Franco Di Mare: "Ho un tumore legato all'amianto, il tubicino sul viso mi permette di raccontarlo"

«Sono qui a festeggiare una soluzione che potrebbe essere scoperta — ha proseguito — speriamo che ci sia una soluzione e che non sia così lontana». Parlando con Fazio, che ha ricordato come ieri ricorresse la giornata dei lavoratori vittime dell’amianto, Di Mare ha dichiarato di avere poco da vivere e ha collegato la sua malattia ai tanti servizi da inviato di guerra, soprattutto nella ex Jugoslavia: «Si prende perché si respirano particelle di amianto senza rendersene conto: una fibra di amianto è 6.000 volte più piccola e leggera di un capello. Una volta liberata nell’aria non si deposita più per terra, uno la respira senza rendersi conto».

Di Mare ha però voluto lanciare messaggi di speranza: «Non è vero che domani non ci siano possibilità, al momento no. Non bisogna buttarsi giù, lo dico agli ammalati di questo stesso tumore che ho io, che si può andare avanti con ragionevoli speranze che ci sia una soluzione e che non sia così lontana». E ha poi aggiunto: «Io ho avuto una vita bellissima, le memorie che ho sono piene di vita, non mi voglio fossilizzare attorno all’idea della morte ma all’idea che c’è una vita, anche tutti i giorni. Quello che mi spiace tanto è scoprirlo solo adesso. Non è ancora tardi, non è ancora finita. Come diceva Boškov, la partita finisce quando l’arbitro fischia e il mio arbitro non ha fischiato ancora».

La parte più amara dell’intervista è stata quella in cui si è parlato della Rai e del trattamento ricevuto dai suoi colleghi: «Si sono dileguati. Tutti i gruppi dirigenti, non quello attuale, ma quello precedente, quello precedente ancora. Posso capire che esistano delle ragioni di ordine legale, sindacale, ma io chiedevo alla Rai lo stato di servizio che è un mio diritto, i posti in cui sono stato, così potevo provare a chiedere alle associazioni di categoria cosa fare… sono spariti tutti. Se io posso arrivare a capire, e non è che lo debba fare per forza, che possano esistere ragioni legali o sindacali, quello che capisco meno è l’assenza sul piano umano. Persone a cui parlavo dando del tu, perché ero un dirigente Rai, sono sparite, si sono negate al telefono, a me. Come se fossi un questuante. Io davanti a un atteggiamento del genere trovo un solo aggettivo: ripugnante».

→ Informazioni estratte:
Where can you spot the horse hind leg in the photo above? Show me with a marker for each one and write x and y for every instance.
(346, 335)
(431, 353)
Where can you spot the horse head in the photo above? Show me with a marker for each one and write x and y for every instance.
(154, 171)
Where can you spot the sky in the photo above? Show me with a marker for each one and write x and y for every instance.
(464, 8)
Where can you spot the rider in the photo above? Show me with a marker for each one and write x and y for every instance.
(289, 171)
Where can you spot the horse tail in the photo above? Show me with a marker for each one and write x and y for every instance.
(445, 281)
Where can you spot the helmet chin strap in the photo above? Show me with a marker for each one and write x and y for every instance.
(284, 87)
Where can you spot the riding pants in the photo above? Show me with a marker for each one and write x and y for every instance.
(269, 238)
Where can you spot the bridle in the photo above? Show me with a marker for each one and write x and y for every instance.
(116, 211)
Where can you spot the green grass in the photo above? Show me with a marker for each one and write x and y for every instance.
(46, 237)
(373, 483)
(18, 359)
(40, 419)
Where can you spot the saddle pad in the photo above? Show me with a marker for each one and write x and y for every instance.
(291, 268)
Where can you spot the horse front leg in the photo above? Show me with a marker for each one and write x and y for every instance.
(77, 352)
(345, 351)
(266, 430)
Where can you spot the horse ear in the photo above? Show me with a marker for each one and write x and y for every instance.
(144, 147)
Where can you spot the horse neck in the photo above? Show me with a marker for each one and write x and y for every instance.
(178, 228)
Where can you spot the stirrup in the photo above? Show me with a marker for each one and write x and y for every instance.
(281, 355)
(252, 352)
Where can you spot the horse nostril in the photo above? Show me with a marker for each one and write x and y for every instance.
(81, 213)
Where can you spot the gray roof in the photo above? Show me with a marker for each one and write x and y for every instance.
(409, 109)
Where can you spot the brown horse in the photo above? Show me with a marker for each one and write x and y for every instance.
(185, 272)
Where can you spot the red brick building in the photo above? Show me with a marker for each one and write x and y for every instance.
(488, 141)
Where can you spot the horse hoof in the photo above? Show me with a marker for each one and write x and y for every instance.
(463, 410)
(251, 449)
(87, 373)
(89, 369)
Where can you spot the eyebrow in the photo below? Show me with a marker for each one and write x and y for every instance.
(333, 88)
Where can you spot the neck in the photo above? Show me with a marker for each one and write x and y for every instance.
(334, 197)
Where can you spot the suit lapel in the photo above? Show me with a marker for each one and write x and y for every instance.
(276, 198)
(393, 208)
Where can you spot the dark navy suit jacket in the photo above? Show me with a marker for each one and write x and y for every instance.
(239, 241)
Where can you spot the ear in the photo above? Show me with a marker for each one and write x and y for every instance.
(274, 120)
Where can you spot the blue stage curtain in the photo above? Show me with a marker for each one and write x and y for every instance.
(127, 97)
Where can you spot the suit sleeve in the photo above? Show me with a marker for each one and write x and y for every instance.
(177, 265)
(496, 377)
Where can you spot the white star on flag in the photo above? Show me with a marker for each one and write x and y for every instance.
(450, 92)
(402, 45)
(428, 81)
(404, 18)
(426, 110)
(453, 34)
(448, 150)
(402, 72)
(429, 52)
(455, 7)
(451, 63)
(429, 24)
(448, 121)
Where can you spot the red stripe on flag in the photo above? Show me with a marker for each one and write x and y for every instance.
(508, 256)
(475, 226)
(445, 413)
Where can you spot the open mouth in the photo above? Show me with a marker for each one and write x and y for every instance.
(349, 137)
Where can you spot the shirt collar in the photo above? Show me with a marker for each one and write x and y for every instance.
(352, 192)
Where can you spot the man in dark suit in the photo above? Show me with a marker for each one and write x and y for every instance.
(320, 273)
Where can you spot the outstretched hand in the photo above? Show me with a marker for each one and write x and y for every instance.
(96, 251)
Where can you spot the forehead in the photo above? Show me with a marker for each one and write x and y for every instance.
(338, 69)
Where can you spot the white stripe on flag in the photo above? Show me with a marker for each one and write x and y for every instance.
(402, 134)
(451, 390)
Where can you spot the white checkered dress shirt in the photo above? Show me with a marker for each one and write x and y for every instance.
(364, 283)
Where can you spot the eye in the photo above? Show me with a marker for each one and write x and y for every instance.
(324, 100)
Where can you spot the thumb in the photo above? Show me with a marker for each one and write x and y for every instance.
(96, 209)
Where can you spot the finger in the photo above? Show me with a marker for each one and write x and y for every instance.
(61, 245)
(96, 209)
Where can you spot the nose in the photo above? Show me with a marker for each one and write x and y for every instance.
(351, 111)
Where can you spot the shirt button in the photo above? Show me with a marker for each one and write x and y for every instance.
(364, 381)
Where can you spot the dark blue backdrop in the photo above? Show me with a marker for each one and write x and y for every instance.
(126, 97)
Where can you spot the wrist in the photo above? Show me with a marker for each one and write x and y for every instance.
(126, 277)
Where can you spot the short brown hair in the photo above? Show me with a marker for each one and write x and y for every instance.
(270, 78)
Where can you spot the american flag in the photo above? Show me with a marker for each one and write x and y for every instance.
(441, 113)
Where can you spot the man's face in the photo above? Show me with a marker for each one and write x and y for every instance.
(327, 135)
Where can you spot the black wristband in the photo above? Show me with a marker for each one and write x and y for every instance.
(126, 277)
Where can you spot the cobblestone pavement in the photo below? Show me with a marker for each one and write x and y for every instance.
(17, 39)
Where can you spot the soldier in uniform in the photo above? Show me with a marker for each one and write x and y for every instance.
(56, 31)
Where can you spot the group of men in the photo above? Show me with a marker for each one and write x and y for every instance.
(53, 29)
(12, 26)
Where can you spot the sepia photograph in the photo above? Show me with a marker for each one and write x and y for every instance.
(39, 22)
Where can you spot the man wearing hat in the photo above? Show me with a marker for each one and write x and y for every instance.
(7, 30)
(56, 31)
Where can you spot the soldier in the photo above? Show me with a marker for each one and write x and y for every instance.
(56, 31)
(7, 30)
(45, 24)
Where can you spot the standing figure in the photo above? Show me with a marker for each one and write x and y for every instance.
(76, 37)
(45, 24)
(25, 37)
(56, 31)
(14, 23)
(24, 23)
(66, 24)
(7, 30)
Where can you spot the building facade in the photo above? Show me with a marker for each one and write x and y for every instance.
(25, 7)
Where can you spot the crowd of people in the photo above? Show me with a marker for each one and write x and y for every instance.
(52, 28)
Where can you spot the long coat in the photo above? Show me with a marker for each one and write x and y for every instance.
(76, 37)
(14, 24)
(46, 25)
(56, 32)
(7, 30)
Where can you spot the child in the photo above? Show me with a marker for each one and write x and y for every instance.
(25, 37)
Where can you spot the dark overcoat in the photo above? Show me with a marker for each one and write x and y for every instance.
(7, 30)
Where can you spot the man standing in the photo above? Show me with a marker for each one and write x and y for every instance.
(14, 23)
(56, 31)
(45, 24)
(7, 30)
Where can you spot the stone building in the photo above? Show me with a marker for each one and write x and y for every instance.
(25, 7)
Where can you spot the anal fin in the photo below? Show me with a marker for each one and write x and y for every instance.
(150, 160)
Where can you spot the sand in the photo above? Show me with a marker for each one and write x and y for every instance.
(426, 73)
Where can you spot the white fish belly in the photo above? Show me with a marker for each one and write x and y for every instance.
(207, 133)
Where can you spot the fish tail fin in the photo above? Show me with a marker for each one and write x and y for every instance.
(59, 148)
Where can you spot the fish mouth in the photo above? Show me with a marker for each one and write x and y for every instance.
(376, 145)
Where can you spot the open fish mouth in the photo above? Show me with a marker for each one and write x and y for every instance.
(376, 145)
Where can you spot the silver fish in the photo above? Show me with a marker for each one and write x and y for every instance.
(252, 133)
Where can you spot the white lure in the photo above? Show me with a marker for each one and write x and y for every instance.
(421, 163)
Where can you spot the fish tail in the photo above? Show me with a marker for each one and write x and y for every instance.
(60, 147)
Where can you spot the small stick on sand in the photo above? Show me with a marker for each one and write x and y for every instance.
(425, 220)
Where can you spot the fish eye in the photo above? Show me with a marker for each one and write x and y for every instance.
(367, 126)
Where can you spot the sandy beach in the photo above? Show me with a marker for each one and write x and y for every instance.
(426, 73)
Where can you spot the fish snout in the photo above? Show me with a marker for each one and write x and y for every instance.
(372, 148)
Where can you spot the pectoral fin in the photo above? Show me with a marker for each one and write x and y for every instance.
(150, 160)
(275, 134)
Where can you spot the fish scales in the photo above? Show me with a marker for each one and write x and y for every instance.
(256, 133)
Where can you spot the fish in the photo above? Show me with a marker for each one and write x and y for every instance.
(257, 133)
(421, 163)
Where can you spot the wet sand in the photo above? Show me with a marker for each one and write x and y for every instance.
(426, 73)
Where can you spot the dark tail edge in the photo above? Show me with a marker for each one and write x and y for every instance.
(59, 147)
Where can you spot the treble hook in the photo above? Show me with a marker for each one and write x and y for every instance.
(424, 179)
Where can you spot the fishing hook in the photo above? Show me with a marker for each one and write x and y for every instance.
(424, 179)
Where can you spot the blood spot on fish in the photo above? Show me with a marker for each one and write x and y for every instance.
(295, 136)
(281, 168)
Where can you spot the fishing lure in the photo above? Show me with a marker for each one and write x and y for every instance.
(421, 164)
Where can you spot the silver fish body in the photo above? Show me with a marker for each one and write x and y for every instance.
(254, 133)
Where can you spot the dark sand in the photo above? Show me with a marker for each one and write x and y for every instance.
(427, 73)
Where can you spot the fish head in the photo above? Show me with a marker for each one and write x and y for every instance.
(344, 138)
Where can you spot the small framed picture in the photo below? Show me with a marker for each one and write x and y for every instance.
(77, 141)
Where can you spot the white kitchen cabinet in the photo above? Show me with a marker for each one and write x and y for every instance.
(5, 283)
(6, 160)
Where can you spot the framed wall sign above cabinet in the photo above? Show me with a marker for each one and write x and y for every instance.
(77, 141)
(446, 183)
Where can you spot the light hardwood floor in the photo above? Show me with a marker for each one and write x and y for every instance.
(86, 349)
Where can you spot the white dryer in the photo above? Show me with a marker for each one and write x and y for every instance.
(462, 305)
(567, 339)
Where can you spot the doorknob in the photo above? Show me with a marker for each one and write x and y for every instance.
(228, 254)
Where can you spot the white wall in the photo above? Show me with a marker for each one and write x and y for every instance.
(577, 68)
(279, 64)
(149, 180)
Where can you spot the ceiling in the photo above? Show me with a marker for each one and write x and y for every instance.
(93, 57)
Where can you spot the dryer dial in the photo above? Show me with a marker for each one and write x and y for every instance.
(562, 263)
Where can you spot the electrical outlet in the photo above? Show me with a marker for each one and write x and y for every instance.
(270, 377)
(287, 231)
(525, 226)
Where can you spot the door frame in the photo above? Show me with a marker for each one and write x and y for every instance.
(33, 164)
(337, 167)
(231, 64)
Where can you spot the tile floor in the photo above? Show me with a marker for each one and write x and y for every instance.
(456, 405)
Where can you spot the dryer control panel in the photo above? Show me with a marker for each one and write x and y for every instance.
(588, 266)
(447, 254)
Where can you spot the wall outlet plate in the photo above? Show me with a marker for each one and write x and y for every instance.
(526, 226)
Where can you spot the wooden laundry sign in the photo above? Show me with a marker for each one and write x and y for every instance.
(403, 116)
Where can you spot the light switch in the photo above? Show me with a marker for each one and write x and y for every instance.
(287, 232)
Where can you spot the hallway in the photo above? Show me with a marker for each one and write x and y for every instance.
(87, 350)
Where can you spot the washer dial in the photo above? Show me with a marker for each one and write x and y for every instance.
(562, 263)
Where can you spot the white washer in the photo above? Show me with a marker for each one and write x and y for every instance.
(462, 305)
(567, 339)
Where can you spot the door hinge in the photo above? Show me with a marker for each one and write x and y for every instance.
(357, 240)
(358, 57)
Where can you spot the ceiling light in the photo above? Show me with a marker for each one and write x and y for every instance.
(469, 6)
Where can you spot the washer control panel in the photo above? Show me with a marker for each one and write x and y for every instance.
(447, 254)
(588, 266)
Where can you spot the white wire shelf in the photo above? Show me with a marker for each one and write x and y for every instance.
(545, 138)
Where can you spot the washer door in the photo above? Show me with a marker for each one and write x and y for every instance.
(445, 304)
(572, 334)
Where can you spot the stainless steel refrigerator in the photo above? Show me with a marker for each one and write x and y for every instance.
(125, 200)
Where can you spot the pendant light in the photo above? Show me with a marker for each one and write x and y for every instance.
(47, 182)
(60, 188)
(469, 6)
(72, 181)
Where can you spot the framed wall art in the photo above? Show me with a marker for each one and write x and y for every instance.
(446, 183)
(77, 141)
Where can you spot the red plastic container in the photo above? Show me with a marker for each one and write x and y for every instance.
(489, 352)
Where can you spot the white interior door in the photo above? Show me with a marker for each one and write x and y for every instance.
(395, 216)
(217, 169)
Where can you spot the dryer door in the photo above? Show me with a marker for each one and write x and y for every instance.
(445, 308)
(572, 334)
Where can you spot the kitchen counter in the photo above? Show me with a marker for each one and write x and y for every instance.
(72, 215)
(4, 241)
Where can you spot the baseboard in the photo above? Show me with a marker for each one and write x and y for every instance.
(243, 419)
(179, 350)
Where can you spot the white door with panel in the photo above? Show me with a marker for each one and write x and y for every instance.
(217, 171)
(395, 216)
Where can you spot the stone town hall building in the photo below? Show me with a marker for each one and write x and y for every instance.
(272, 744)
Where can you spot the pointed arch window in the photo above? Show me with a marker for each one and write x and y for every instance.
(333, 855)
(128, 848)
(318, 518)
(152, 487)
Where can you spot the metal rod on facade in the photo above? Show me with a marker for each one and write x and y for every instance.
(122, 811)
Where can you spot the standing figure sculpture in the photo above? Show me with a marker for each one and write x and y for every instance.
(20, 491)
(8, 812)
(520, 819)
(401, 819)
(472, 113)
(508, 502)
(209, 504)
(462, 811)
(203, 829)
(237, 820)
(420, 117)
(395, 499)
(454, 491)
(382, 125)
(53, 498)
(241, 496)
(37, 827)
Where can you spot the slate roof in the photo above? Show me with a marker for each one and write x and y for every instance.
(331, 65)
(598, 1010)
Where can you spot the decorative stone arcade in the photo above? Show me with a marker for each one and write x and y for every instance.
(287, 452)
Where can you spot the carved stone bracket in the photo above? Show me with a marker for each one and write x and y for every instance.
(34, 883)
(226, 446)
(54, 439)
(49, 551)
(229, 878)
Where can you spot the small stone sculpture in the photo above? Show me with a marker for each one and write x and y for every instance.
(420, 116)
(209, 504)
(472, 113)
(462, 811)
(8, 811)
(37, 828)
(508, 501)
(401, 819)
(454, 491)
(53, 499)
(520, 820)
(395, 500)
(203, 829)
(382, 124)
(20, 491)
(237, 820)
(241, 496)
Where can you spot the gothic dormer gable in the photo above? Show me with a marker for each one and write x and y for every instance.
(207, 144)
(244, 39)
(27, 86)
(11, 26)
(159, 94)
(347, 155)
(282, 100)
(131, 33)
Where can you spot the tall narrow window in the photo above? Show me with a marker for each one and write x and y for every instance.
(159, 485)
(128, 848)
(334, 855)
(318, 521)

→ Compiti richiesti:
A: Elenca tutte le persone chiamate per nome nel testo in esame.
B: Traduci in inglese questa frase del testo in esame: "Una volta liberata nell’aria non si deposita più per terra, uno la respira senza rendersi conto."
C: Rispondi in base al testo in esame, una risposta per riga:
(i) Quante volte una fibra di amianto è più piccola e leggera di un capello?
(ii) Che cosa chiedeva Di Mare alla Rai, definendolo un suo diritto?
(iii) Con quale aggettivo Di Mare definisce l'atteggiamento delle persone sparite?

→ Risposte fornite:
A: Franco Di Mare, Fazio, Boškov

B: Once released into the air, it no longer settles on the ground, and one breathes it without realizing it.

C:
(i) 6.000 volte
(ii) Lo stato di servizio
(iii) Ripugnante